Assignment:
Could you write out all of the data again, word for word?
####################
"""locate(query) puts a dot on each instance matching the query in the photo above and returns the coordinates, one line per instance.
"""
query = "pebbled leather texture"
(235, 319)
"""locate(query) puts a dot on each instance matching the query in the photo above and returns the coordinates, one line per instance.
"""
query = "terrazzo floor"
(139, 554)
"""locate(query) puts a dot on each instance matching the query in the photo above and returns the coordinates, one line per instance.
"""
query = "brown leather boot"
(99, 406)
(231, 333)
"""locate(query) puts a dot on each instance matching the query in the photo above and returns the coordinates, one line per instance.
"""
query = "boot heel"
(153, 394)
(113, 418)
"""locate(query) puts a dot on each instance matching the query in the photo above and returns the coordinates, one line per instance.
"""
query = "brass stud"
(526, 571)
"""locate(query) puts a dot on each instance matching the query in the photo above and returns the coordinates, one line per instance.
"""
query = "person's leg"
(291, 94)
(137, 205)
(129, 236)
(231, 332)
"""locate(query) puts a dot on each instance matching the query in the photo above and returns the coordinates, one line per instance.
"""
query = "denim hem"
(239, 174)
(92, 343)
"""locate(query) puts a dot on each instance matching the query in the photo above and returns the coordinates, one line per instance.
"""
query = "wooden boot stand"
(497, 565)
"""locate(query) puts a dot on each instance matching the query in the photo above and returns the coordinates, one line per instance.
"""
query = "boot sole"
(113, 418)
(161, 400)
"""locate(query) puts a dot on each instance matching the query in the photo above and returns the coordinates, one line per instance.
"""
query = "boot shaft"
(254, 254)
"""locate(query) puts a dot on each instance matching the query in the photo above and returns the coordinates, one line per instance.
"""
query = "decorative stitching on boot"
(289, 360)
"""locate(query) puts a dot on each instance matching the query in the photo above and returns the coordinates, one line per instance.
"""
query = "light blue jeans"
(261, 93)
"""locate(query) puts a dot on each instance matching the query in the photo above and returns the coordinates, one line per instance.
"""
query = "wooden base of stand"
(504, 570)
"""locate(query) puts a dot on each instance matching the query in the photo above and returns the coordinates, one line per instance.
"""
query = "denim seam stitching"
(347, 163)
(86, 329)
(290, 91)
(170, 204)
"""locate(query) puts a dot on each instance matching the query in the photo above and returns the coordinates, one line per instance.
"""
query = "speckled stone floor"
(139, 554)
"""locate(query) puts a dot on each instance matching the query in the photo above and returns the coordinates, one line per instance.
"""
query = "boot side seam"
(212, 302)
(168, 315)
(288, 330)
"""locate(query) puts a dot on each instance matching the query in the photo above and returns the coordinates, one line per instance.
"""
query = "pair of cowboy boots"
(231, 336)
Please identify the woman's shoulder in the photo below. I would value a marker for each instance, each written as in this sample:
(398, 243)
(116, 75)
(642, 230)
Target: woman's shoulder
####################
Task response:
"""locate(query) puts a dot on each instance matching the query in the photo above and returns the coordinates, one line per instance.
"""
query = "pebbled leather texture"
(235, 319)
"""locate(query) puts a dot on each instance matching the query in the photo above and returns the coordinates, one line per instance.
"""
query = "terrazzo floor"
(139, 554)
"""locate(query) puts a dot on each instance matching the query in the photo above and returns the coordinates, one line per instance.
"""
query = "brown leather boot"
(99, 406)
(231, 333)
"""locate(query) puts a dot on each instance matching the query in the photo above and returns the coordinates, one line per instance.
"""
query = "boot heel"
(153, 394)
(113, 418)
"""locate(query) puts a dot on each instance matching the query in the photo above and returns the coordinates, one line per instance.
"""
query = "brass stud"
(526, 571)
"""locate(query) puts a dot on each instance matching the query in the photo above and returns the coordinates, one line per instance.
"""
query = "person's leg"
(291, 94)
(137, 205)
(129, 236)
(231, 332)
"""locate(query) puts a dot on each instance matching the query in the photo above and returns the coordinates, one line per instance.
"""
query = "denim hem"
(239, 174)
(92, 343)
"""locate(query) puts a dot on each instance matching the query in the photo above and returns the coordinates, one line per instance.
"""
query = "wooden boot stand"
(497, 565)
"""locate(query) puts a dot on each instance matching the query in the photo above and returns the coordinates, one line per instance.
"""
query = "boot sole"
(113, 418)
(161, 400)
"""locate(query) puts a dot on each instance matching the query in the photo above and returns the coordinates, one line per instance.
"""
query = "boot shaft"
(254, 254)
"""locate(query) puts a dot on each instance matching the query in the photo above and returns the coordinates, one line per instance.
"""
query = "decorative stitching on boot"
(289, 360)
"""locate(query) puts a dot on each instance matching the query in the photo above and returns the coordinates, one line per instance.
"""
query = "light blue jeans"
(261, 93)
"""locate(query) puts a dot on each instance matching the query in the photo above and returns the coordinates, one line per instance.
"""
query = "wooden base of stand"
(504, 570)
"""locate(query) puts a dot on each instance matching the query in the photo above and returns the coordinates, one line per instance.
"""
query = "denim seam stitching"
(347, 163)
(86, 329)
(290, 91)
(170, 204)
"""locate(query) puts a dot on each instance matching the query in the photo above and returns the coordinates, one line per instance.
"""
query = "speckled stone floor"
(139, 554)
"""locate(query) puts a dot on each instance matching the query in the photo above and returns the coordinates, one line per instance.
"""
query = "boot side seam"
(212, 302)
(168, 315)
(288, 330)
"""locate(query) puts a dot on each instance matching the query in the photo above and returns the coordinates, one line per instance.
"""
query = "pair of cowboy boots"
(231, 336)
Please identify the woman's shoulder in the photo below. I would value a marker for each instance, each written as in this sample:
(398, 243)
(116, 75)
(642, 230)
Target: woman's shoulder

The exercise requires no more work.